Class DiffUtil

java.lang.Object
org.eclipse.emf.compare.internal.utils.DiffUtil

public final class DiffUtil extends Object
This utility class will be used to provide similarity implementations.
  • Method Details

    • getAllRefiningDiffs

      public static Set<Diff> getAllRefiningDiffs(Diff diff)
      The set of all the diffs (atomic or not) that refine the given diff or one of its refining diffs, recursively.
      Parameters:
      diff - The diff for which all the refining diffs are seeked
      Returns:
      A set of all the refining diffs (as opposed to getting only the 1st level of refining diffs that would be obtained by calling getRefinedBy() on diff.
    • getRootRefinedDiffs

      public static List<Diff> getRootRefinedDiffs(Diff diff)
      Determines the root refined diff of a refining diff, i.e. a refined diff that is not refining another diff.
      Parameters:
      diff - The diff for which the root refined diffs are to be determined
      Returns:
      The root refined diffs of the provided (refining) diff, as a list. Never null. Empty if the provided diff does not refine any diff.
    • getAllAtomicRefiningDiffs

      public static Set<Diff> getAllAtomicRefiningDiffs(Diff diff)
      The set of all the atomic diffs that refine the given diff or one of its refining diffs, recursively. An atomic diff is a diff that is not refined by any diff.
      Parameters:
      diff - The diff for which all the refining diffs are seeked
      Returns:
      A set of all the atomic refining diffs (as opposed to getting only the 1st level of refining diffs that would be obtained by calling getRefinedBy() on diff.
    • diceCoefficient

      public static double diceCoefficient(String first, String second)
      Computes the dice coefficient between the two given String's bigrams.

      This implementation is case sensitive.

      Note that this implementation handles two- (or less) character-long strings specifically, degrading into a "char-by-char" comparison instead of using the bigram unit of the dice coefficient. We want the similarity between "v1" and "v2" to be 0.5 and not 0. However, we also want "v1" and "v2" to be "more similar" to each other than "v" and "v2" and "v1" and "v11" to be "more similar" than "v" and "v11" while this latter also needs to be "less similar" than "v1" and "v2". This requires a slightly different handling for comparisons with a "single character"-long string than for "two character"-long ones. A set of invariants we wish to meet can be found in the unit tests.

      Parameters:
      first - First of the two Strings to compare.
      second - Second of the two Strings to compare.
      Returns:
      The dice coefficient of the two given String's bigrams, ranging from 0d to 1d.
    • longestCommonSubsequence

      public static <E> List<E> longestCommonSubsequence(Comparison comparison, Iterable<E> ignoredElements, List<E> sequence1, List<E> sequence2)

- [ENTRIES]
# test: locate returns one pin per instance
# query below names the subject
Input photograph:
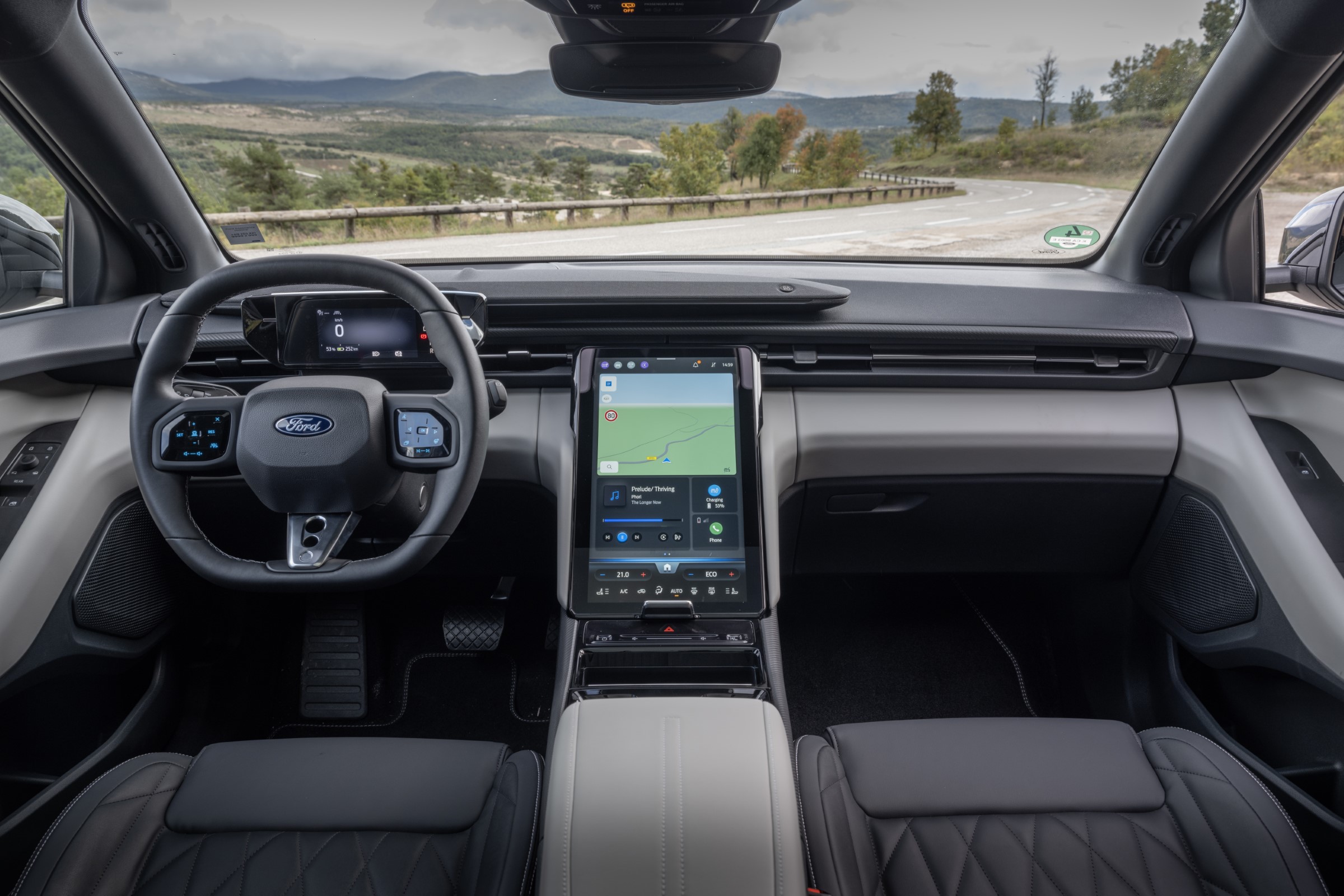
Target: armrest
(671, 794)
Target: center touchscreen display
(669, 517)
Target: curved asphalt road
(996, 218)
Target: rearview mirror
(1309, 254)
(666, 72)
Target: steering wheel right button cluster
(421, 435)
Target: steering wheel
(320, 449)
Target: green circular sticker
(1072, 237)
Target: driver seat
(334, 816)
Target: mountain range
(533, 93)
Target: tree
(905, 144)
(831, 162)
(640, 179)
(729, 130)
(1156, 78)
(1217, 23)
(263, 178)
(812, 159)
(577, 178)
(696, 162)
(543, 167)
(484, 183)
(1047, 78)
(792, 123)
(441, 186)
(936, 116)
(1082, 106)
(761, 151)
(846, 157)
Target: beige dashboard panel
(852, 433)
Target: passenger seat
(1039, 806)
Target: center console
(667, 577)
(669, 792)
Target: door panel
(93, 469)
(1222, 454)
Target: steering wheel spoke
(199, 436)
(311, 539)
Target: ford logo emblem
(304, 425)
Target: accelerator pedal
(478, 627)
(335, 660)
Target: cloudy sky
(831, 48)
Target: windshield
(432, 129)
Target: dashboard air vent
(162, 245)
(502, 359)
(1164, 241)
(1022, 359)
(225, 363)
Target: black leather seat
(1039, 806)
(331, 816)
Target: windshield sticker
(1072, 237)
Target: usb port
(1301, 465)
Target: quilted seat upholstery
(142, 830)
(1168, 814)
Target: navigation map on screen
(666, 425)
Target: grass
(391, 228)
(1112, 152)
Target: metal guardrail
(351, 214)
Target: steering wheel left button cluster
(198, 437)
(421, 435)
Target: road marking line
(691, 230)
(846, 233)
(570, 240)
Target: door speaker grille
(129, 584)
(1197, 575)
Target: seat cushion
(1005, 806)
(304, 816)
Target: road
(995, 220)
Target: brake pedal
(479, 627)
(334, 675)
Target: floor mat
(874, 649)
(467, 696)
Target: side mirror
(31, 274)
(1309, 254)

- [WHAT YOU WILL DO]
a) Please write out the DiffUtil documentation from "java.lang.Object" up to and including "provide similarity implementations.".
b) Write what comes next in the DiffUtil documentation, starting right after its last line.
The rows above come from a separate source.

- [FINAL RESULTS]
a)
java.lang.Object
org.eclipse.emf.compare.internal.utils.DiffUtil

public final class DiffUtil extends Object
This utility class will be used to provide similarity implementations.

b)
      This will compute the longest common subsequence between the two given Lists, ignoring any object that is included in ignoredElements. We will use IEqualityHelper.matchingValues(Object, Object) in order to try and match the values from both lists two-by-two. This can thus be used both for reference values or attribute values. If there are two subsequences of the same "longest" length, the first (according to the second argument) will be returned.

      Take note that this might be slower than longestCommonSubsequence(Comparison, List, List) and should only be used when elements should be removed from the potential LCS. This is mainly aimed at merge operations during three-way comparisons as some objects might be in conflict and thus shifting the computed insertion indices.

      Please see longestCommonSubsequence(Comparison, List, List) for a more complete description.

      Type Parameters:
      E - Type of the sequences content.
      Parameters:
      comparison - This will be used in order to retrieve the Match for EObjects when comparing them.
      ignoredElements - Specifies elements that should be excluded from the subsequences.
      sequence1 - First of the two sequences to consider.
      sequence2 - Second of the two sequences to consider.
      Returns:
      The LCS of the two given sequences. Will never be the same instance as one of the input sequences.
    • longestCommonSubsequence

      public static <E> List<E> longestCommonSubsequence(Comparison comparison, List<E> sequence1, List<E> sequence2)
      This will compute the longest common subsequence between the two given Lists. We will use IEqualityHelper.matchingValues(Object, Object) in order to try and match the values from both lists two-by-two. This can thus be used both for reference values or attribute values. If there are two subsequences of the same "longest" length, the first (according to the second argument) will be returned.

      For example, it the two given sequence are, in this order, {"a", "b", "c", "d", "e"} and {"c", "z", "d", "a", "b"}, there are two "longest" subsequences : {"a", "b"} and {"c", "d"}. The first of those two subsequences in the second list is {"c", "d"}. On the other hand, the LCS of {"a", "b", "c", "d", "e"} and {"y", "c", "d", "e", "b"} is {"c", "d", "e"}.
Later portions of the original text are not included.